> _ФРАГМЕНТ ТЕКСТА_:
____

А.Х. – …А у меня складывается ощущение, что всё время.

В.П. - Но иногда бывают минуты отдыха, когда мы не говорим о театре (смеются). И это бывает так хорошо!

А.Х. – Честно говоря, не могу вспомнить. Может быть, летом…

В.П. – Да, когда мы вспоминаем отпуск, лето. Когда мы говорим о сыне…

– Быть супругами и партнерами на сцене – плюсы и минусы этого?

А.Х. – Недавно в интервью нас спрашивали – используют ли нас режиссёры как семейную пару в любовных историях, в романтических сценах. Но мы сказали, что режиссёры, как правило, не задаются такой целью – выбрать именно семейную пару. Дело даже не в этом. А в том, что с мужем гораздо сложнее играть любовную сцену. Потому что когда ты долго живешь в браке, и уже очень хорошо знаешь человека, и он тебя очень хорошо знает, то ваши отношения перешли уже в несколько иное качество. Хотя это не значит, что ваши чувства не так крепки, как были раньше. Они ещё крепче стали, потому что с каждым годом происходит взаимопроникновение друг в друга, человек для тебя делается просто всем. Он для тебя самый родной. Ты понимаешь, что никто тебя не поймет, как этот человек. Вы уже столько вместе пережили, поэтому наивное чувство зарождающейся любви супругам играть сложнее, чем с другими партнерами. – А на сцене, когда вы вместе играете, есть такое же взаимопонимание?

А.Х. – Да, есть. Но мы в этом отношении, видимо, избалованы. В том смысле, что наша труппа очень сильная и партнёры всегда просто роскошные.

В.П. – Да и мы довольно редко пересекаемся в спектаклях. Но вместе нам всё же проще, мы можем сообща анализировать какие-то наши дуэтные сцены, размышлять, рассуждать на эту тему, советоваться…

А.Х. – Влад мне однажды сказал: «Как ты жирно играешь! Так нельзя!». Мне было обидно, моё самолюбие взыграло, но я себя взяла в руки, потому что это нормальная ситуация. А кто ещё скажет, если не родной человек? Никто больше не скажет. И это нормально. Так и должно быть…

В.П. – Или скажут, но не так!

____

Записи из набора данных:

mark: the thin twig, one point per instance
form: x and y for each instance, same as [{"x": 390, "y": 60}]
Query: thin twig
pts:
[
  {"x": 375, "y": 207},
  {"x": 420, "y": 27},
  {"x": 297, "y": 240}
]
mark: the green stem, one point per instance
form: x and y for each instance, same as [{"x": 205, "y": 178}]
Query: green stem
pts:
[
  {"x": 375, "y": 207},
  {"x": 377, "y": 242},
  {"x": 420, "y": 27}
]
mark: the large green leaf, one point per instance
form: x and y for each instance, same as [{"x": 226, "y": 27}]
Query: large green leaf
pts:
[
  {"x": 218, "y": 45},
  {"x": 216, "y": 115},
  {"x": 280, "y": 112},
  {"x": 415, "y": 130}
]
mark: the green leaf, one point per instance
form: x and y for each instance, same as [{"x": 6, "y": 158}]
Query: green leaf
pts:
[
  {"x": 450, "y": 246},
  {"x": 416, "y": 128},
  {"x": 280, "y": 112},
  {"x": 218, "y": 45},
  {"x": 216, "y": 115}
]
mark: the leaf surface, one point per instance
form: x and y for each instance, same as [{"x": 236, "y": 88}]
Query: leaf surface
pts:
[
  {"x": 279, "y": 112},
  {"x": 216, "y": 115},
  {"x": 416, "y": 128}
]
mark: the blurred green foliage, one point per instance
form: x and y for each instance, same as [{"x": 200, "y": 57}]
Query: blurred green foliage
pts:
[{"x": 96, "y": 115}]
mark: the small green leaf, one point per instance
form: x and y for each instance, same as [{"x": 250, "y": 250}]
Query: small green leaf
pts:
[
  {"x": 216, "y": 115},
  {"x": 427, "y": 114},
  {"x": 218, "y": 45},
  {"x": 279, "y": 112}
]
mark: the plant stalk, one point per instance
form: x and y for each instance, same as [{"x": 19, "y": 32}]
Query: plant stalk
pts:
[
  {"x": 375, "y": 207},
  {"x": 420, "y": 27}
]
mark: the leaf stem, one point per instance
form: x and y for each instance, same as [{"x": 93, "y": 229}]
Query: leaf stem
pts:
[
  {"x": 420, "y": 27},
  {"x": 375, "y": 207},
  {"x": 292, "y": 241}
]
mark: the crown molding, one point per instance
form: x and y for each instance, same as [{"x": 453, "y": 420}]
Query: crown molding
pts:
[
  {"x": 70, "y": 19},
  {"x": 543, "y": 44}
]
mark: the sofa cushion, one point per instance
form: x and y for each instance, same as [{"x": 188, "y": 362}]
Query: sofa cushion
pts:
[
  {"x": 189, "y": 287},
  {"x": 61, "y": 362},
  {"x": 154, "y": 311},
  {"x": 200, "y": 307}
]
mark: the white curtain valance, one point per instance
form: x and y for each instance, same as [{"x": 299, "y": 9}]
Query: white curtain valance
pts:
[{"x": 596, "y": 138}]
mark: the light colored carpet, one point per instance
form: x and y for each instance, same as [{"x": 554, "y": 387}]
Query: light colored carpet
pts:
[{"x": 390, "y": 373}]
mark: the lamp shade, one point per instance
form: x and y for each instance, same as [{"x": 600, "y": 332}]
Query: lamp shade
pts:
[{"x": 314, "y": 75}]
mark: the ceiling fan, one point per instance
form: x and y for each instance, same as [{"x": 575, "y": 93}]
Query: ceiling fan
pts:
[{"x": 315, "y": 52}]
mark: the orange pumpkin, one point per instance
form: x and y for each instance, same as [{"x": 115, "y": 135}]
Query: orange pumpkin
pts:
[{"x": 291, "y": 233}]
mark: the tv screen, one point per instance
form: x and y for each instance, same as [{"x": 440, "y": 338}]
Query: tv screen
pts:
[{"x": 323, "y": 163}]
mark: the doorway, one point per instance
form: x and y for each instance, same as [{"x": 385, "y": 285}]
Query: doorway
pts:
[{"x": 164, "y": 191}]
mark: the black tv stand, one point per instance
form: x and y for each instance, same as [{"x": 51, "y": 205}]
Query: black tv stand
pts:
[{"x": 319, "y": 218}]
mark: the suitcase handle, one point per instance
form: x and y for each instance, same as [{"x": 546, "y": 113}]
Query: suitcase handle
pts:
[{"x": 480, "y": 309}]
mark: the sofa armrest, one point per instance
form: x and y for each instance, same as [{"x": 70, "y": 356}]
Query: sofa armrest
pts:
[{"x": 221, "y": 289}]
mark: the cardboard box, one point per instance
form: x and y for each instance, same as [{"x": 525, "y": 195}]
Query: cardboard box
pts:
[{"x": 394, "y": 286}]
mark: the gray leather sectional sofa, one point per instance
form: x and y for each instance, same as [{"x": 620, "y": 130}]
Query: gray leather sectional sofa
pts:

____

Продолжите интервью с супругами-актерами о театре и совместной игре на сцене, начав сразу после последней реплики. Записи здесь не понадобятся.

> _ОТВЕТ_:
А.Х. – Это хорошо, когда он мне может так сказать. Я это обдумаю, и это пойдёт мне на пользу. И я ему говорю какие-то вещи иногда.

– Как начиналась ваша семья? Есть какая-то интересная история?

А.Х. – Начиналась она как-то спонтанно…

В.П. - Как и всё, впрочем, в молодости…

А.Х. – Мы вместе учились в институте во Владивостоке.

В.П. – Аня пришла к нам с другого курса. Пришла такая эффектная молодая девушка, причём сразу стала лидером на курсе. К ней очень тянулись, она нравилась нашим мальчикам. Но я оказался счастливчиком, можно так сказать…

А.Х. – …Избранным… (смеется). Но сначала я Влада вообще не воспринимала всерьёз. Я настроилась серьёзно учиться …

В.П. – …А я тут со своей любовью.

А.Х. – Он меня так потряс своей любовью, что я подрастерялась. Если до этого у меня не было никаких мыслей насчет этого человека, то он сумел меня как-то так встряхнуть, и я подумала: «Ух ты!..». И во мне что-то зашевелилось… Собственно, из этого и возникло романтическое чувство.

Уже в Омске у Ани и Влада родился сын Никита. Сейчас Никите 12 лет. Он серьёзно занимается спортом – таэквондо. На городских соревнованиях Никита неоднократно занимал первые места в своей возрастной категории. У Пузырникова-младшего есть уже несколько спортивных медалей (чем особенно гордится отец). Маму сын радует успехами в английском языке.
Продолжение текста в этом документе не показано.